## SHORT EXERCISE
Could you rewrite every line of the items below as one numbered list, skipping blank lines and leaving the pictures out?

## ENTRIES PROVIDED
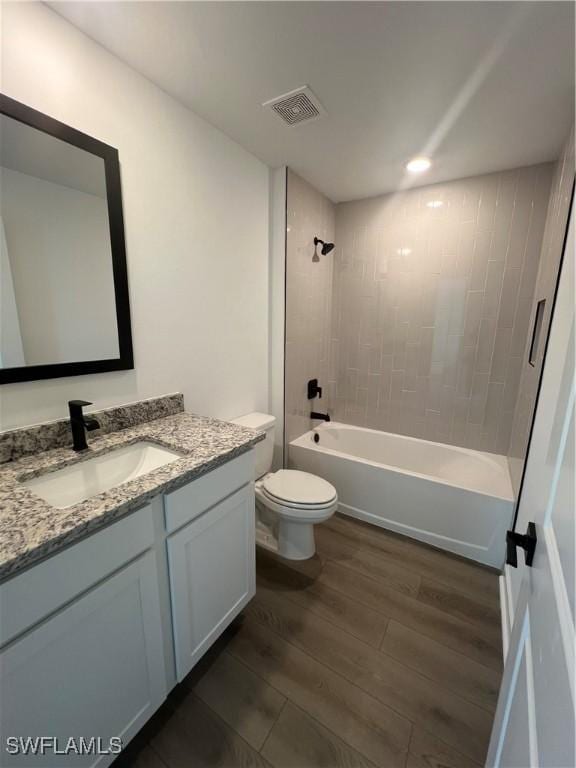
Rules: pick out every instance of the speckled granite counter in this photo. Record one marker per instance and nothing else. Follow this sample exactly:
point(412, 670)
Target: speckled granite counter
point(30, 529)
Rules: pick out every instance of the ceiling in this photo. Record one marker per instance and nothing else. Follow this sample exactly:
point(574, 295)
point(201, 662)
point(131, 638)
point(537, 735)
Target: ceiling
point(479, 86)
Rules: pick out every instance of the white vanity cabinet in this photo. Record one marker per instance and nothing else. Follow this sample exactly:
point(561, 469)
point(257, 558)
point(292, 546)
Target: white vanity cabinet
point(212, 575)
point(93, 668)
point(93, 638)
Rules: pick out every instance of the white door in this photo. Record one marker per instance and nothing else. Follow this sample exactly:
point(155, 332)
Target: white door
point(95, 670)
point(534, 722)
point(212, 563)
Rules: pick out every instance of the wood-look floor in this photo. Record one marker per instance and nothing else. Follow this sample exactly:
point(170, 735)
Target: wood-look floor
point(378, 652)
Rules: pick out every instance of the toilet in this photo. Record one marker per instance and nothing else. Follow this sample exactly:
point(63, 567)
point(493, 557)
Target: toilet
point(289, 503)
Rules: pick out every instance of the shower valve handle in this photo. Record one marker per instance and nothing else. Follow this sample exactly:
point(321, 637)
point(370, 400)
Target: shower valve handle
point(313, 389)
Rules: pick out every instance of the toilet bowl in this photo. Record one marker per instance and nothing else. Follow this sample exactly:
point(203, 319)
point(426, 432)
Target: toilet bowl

## OUTPUT FOR THIS TASK
1. Rules: pick out every instance of the speckled granite counter in this photo. Record one marker per instance and nothing else. Follow this sample exactly:
2. point(412, 670)
3. Target: speckled granite counter
4. point(30, 529)
5. Rules: pick out every instance of the ceiling in this photo. Record one marker per instance and nothing else. Follow this sample exactly:
6. point(574, 295)
7. point(201, 662)
8. point(131, 638)
9. point(537, 735)
10. Target: ceiling
11. point(479, 86)
12. Rules: pick out every instance of the white vanity cabinet in this photo. Record one marker per instance and nothing else. Follow this sample exactly:
13. point(561, 469)
14. point(257, 558)
15. point(292, 546)
16. Target: white vanity cabinet
17. point(212, 575)
18. point(93, 668)
19. point(93, 638)
20. Rules: pick out every instance of the white door in this photo. Record one marker per instance and nothing else. Follow this sample exactly:
21. point(155, 332)
22. Target: white door
23. point(95, 670)
24. point(534, 722)
25. point(212, 563)
26. Rules: pick out every instance of the wood-look floor in this photo. Record one marker per instance and nothing else. Follow this sample exactly:
27. point(170, 735)
28. Target: wood-look floor
29. point(378, 652)
30. Rules: pick out every instance of the toilet in this photo. Record one marker per instance and nothing else. Follow this sample exactly:
31. point(63, 567)
32. point(493, 557)
33. Target: toilet
34. point(289, 503)
35. Rules: pick out every instance of the shower valve handle in this photo. Record one marker per instance and nothing else. Follow this sample exactly:
36. point(321, 637)
37. point(370, 400)
38. Target: shower valve handle
39. point(313, 389)
40. Rules: pick out every instance of the toilet bowl in this photo. Record one marker per instance and nothing else. Follow this sample exactly:
41. point(203, 319)
42. point(426, 432)
43. Target: toilet bowl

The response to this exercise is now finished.